I was this close to calling her and telling her that I packed all her stuff and that she needs to move out within the week. Then before I can do that, she texts me and tells me she wants to spend new years eve with me and that she'll be home tonight or early tomorrow. Why am I such a sucker?!?!?!?

 

YOU LOVE HER, and you cannot turn off your emotions like you can a light switch. Okay, here is the deal;

 

1. STOP BEATING YOURSELF UP. Your human, this is a very human thing for you to be going through. Dude, listen, there was a time where I would break up with my ex at night and take her back in the morning. All of that happened in my head because I didn't believe in making big choices at night which prolonged the bloodletting much longer that it should have gone. What you are going through is normal and I bet dollars to doughnuts that the people who have posted on this thread can relate in one way or another. YOU AREN'T WEAK. BUT, you are letting your emotions think for you.

 

2. STOP LETTING YOUR EMOTIONS THINK FOR YOU. This will be the hardest part for you. You have to make a choice. What is it that you want? Do you want a healthy relationship where you and your partner walk hand in hand in this life, OR, do you always want to be looking over your shoulder. Don't worry about your gf, don't worry about the future, don't worry about ANYTHING other than this one choice RIGHT NOW. When you make this choice, proceed to step three.

Data for grounding referring expressions:
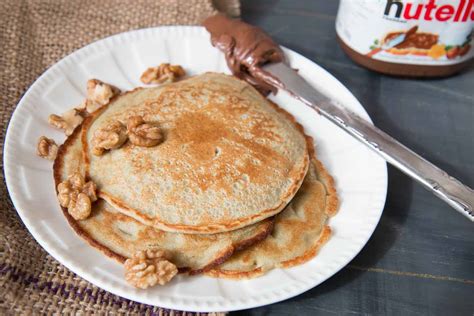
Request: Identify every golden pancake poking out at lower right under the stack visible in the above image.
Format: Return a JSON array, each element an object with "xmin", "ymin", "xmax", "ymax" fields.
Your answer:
[{"xmin": 206, "ymin": 144, "xmax": 339, "ymax": 279}]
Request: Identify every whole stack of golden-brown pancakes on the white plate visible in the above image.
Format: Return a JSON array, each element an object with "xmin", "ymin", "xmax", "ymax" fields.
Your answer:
[{"xmin": 54, "ymin": 73, "xmax": 338, "ymax": 279}]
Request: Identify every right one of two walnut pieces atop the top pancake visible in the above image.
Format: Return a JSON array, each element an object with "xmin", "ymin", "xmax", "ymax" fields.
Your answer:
[{"xmin": 127, "ymin": 116, "xmax": 163, "ymax": 147}]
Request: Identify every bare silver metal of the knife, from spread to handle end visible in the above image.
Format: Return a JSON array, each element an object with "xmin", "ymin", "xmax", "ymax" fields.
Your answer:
[{"xmin": 253, "ymin": 63, "xmax": 474, "ymax": 221}]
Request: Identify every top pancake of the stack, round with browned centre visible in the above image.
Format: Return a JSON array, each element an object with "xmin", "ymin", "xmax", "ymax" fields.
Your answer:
[{"xmin": 82, "ymin": 73, "xmax": 309, "ymax": 233}]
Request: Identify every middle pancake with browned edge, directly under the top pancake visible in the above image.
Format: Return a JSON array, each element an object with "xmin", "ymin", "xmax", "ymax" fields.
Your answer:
[{"xmin": 54, "ymin": 128, "xmax": 273, "ymax": 274}]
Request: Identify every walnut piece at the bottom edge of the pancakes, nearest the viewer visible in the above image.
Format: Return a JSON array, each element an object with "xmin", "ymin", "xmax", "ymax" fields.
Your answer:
[{"xmin": 125, "ymin": 250, "xmax": 178, "ymax": 289}]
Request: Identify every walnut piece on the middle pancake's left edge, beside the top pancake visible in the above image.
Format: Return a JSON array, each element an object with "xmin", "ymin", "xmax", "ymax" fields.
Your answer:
[{"xmin": 57, "ymin": 172, "xmax": 97, "ymax": 220}]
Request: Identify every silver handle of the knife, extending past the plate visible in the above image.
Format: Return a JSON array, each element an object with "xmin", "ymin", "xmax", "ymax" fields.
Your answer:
[{"xmin": 314, "ymin": 96, "xmax": 474, "ymax": 221}]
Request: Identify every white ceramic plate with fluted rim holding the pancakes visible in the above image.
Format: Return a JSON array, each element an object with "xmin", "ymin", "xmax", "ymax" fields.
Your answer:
[{"xmin": 4, "ymin": 26, "xmax": 387, "ymax": 311}]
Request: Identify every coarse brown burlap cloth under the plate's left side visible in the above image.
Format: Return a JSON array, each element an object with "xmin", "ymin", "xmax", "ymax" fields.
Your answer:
[{"xmin": 0, "ymin": 0, "xmax": 239, "ymax": 315}]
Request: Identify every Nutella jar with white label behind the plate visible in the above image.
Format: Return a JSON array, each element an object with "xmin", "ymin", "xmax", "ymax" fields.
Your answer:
[{"xmin": 336, "ymin": 0, "xmax": 474, "ymax": 77}]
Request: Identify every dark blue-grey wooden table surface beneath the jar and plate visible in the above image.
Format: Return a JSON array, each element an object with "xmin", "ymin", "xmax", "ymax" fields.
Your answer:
[{"xmin": 234, "ymin": 0, "xmax": 474, "ymax": 315}]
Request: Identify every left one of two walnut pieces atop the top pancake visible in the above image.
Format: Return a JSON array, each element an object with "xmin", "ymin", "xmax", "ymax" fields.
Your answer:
[{"xmin": 92, "ymin": 121, "xmax": 127, "ymax": 156}]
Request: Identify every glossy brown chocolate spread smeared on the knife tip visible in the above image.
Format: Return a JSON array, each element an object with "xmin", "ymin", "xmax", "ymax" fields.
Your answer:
[{"xmin": 202, "ymin": 14, "xmax": 285, "ymax": 95}]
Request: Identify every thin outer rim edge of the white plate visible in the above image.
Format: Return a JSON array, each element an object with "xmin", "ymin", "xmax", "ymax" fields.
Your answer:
[{"xmin": 3, "ymin": 25, "xmax": 388, "ymax": 312}]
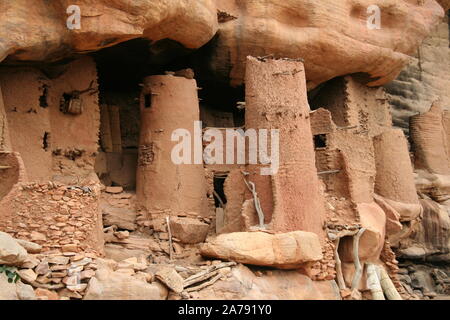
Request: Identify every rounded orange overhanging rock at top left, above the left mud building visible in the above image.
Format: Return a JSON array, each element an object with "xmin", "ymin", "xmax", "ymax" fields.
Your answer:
[{"xmin": 0, "ymin": 0, "xmax": 217, "ymax": 61}]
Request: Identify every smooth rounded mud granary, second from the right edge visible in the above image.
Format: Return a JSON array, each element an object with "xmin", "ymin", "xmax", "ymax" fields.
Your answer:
[{"xmin": 373, "ymin": 129, "xmax": 419, "ymax": 204}]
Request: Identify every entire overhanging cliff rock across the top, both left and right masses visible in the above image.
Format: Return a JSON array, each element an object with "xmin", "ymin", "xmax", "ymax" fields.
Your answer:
[{"xmin": 0, "ymin": 0, "xmax": 448, "ymax": 88}]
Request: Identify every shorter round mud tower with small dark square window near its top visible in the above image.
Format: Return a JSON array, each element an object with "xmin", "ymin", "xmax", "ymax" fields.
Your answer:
[{"xmin": 136, "ymin": 75, "xmax": 207, "ymax": 218}]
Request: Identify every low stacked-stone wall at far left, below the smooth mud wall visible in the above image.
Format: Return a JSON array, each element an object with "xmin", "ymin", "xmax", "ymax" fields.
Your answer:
[{"xmin": 0, "ymin": 182, "xmax": 103, "ymax": 254}]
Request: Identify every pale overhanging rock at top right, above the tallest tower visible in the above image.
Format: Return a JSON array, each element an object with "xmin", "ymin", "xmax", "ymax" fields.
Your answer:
[{"xmin": 209, "ymin": 0, "xmax": 444, "ymax": 88}]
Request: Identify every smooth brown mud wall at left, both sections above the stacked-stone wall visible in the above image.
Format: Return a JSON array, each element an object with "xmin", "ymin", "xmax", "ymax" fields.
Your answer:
[{"xmin": 0, "ymin": 57, "xmax": 99, "ymax": 184}]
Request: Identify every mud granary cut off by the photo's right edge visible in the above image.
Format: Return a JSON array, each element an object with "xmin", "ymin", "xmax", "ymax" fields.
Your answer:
[{"xmin": 409, "ymin": 102, "xmax": 450, "ymax": 175}]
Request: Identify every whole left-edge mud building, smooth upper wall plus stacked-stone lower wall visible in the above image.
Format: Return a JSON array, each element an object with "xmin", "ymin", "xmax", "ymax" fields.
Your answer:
[{"xmin": 0, "ymin": 57, "xmax": 103, "ymax": 253}]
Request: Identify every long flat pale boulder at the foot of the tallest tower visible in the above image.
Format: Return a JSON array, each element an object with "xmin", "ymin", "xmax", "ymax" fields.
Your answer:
[{"xmin": 201, "ymin": 231, "xmax": 322, "ymax": 269}]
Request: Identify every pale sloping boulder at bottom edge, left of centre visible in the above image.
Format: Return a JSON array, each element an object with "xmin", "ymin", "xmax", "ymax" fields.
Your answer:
[{"xmin": 84, "ymin": 264, "xmax": 168, "ymax": 300}]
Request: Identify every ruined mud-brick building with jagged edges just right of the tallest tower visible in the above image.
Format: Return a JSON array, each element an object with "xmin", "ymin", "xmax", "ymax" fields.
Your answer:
[{"xmin": 311, "ymin": 75, "xmax": 392, "ymax": 203}]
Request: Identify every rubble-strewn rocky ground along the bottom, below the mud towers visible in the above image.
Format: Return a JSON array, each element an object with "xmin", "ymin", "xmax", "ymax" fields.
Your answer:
[{"xmin": 0, "ymin": 187, "xmax": 450, "ymax": 300}]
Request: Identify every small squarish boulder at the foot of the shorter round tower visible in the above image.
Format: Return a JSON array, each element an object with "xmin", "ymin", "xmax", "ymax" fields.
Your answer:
[{"xmin": 170, "ymin": 217, "xmax": 209, "ymax": 244}]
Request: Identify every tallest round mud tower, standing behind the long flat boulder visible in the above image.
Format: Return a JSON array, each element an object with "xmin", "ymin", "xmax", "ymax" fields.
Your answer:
[{"xmin": 245, "ymin": 57, "xmax": 325, "ymax": 239}]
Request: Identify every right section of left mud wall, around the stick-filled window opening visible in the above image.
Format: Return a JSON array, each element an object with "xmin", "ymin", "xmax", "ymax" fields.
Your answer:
[{"xmin": 48, "ymin": 57, "xmax": 100, "ymax": 184}]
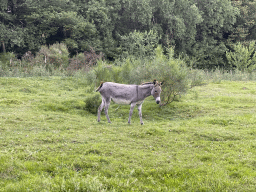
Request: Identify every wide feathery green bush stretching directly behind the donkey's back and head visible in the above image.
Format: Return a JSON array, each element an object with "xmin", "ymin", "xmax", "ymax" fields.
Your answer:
[{"xmin": 85, "ymin": 47, "xmax": 188, "ymax": 105}]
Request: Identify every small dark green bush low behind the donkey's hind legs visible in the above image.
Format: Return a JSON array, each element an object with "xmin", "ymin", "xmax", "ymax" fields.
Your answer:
[{"xmin": 85, "ymin": 93, "xmax": 101, "ymax": 114}]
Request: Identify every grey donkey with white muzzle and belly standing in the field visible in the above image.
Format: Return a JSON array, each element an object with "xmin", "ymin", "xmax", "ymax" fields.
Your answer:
[{"xmin": 96, "ymin": 80, "xmax": 163, "ymax": 125}]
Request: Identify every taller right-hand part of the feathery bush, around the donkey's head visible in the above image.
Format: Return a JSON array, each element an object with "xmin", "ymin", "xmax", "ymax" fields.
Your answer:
[{"xmin": 131, "ymin": 46, "xmax": 188, "ymax": 105}]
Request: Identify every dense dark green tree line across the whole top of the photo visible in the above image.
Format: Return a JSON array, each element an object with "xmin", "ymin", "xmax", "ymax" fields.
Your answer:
[{"xmin": 0, "ymin": 0, "xmax": 256, "ymax": 69}]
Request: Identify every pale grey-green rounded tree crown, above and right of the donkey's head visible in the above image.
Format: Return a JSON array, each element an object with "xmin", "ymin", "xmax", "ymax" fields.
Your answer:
[{"xmin": 151, "ymin": 0, "xmax": 203, "ymax": 53}]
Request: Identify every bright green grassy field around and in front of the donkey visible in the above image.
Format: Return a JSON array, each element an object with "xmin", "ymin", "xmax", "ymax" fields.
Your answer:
[{"xmin": 0, "ymin": 77, "xmax": 256, "ymax": 192}]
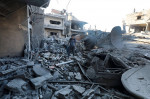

→ **What you will do**:
1. Please list everything the relationship text tells the reader not to worry about.
2. According to the relationship text, when does she say she will be home?
3. Decide whether each statement agrees with the relationship text:
(a) She wants to spend New Year's Eve with the first writer.
(b) The person replying used to make big choices at night.
(c) The person replying calls the first writer weak.
Rely only on the relationship text to answer.

→ **Your responses**:
1.
- your gf
- the future
- ANYTHING other than this one choice RIGHT NOW

2. Tonight or early tomorrow.

3.
(a) Yes: "she wants to spend new years eve with me"
(b) No: "I didn't believe in making big choices at night"
(c) No: "YOU AREN'T WEAK."